=== TEXTE SOURCE ===
Septième avantage. La certitude d'attacher au succès de la révolution tous les porteurs d'assignats. — Si les assignats perdent, chaque porteur sera un ennemi de vos opérations; les petits assignats seront plus dangereux encore que les gros, les besoins du peuple au-dessous de vingt-quatre livres sont immenses et continuellement répétés. Les vendeurs de comestibles seront obligés de prendre les petits assignats, leurs fonds s'épuiseront, il s'établira des changeurs chers à raison du besoin. Le peuple les poursuivra, la terreur augmentera le prix de l'argent; en peu dé jours les petits assignats perdront peut-être un tiers ou un quart de leur valeur; alors la chute des gros assignats sera certaine, le peuple mécontent d'une perte journalière ne se déclarera-t-il pas contre la révolution?

Vous pouvez maintenant apprécier le projet d'une émission de deux milliards d'assignats forcés; permettez-moi de vous soumettre quelques autres observations.

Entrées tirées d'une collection
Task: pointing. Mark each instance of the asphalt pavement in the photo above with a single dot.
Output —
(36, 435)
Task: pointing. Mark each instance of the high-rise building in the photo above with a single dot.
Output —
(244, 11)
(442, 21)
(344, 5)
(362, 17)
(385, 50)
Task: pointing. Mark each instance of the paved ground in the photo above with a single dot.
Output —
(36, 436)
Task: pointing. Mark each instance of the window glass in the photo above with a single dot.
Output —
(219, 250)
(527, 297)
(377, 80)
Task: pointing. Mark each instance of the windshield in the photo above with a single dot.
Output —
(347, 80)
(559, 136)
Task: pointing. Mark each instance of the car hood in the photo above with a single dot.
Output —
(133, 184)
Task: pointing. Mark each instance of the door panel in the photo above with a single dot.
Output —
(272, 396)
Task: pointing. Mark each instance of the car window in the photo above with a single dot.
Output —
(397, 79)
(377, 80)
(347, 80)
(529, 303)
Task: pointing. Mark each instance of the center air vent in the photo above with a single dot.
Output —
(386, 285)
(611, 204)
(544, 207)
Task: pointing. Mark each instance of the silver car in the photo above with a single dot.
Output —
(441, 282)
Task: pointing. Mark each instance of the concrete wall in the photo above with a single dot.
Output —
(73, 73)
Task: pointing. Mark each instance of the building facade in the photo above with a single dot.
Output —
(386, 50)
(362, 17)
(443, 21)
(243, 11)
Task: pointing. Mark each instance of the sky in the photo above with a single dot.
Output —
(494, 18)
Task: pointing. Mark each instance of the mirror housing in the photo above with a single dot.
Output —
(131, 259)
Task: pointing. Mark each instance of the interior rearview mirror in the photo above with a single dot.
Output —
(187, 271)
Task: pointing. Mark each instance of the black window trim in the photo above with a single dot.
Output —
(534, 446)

=== CONSIGNES DE L'EXERCICE ===
1: Répondez aux questions suivantes d'après l'extrait sur les assignats.
(a) Au-dessous de quelle somme les besoins du peuple sont-ils dits immenses et continuellement répétés ?
(b) Quelle part de leur valeur les petits assignats pourraient-ils perdre en peu de jours ?
(c) Quel est le montant de l'émission d'assignats forcés dont le projet est à apprécier ?
2: Mettez à jour l'extrait sur les assignats de « Vous pouvez maintenant » à « quelques autres observations. », en remplaçant « observations » par « remarques ».

=== CORRIGÉ DE L'EXERCICE ===
1:
(a) Vingt-quatre livres.
(b) Un tiers ou un quart de leur valeur.
(c) Deux milliards d'assignats.

2:
Vous pouvez maintenant apprécier le projet d'une émission de deux milliards d'assignats forcés; permettez-moi de vous soumettre quelques autres remarques.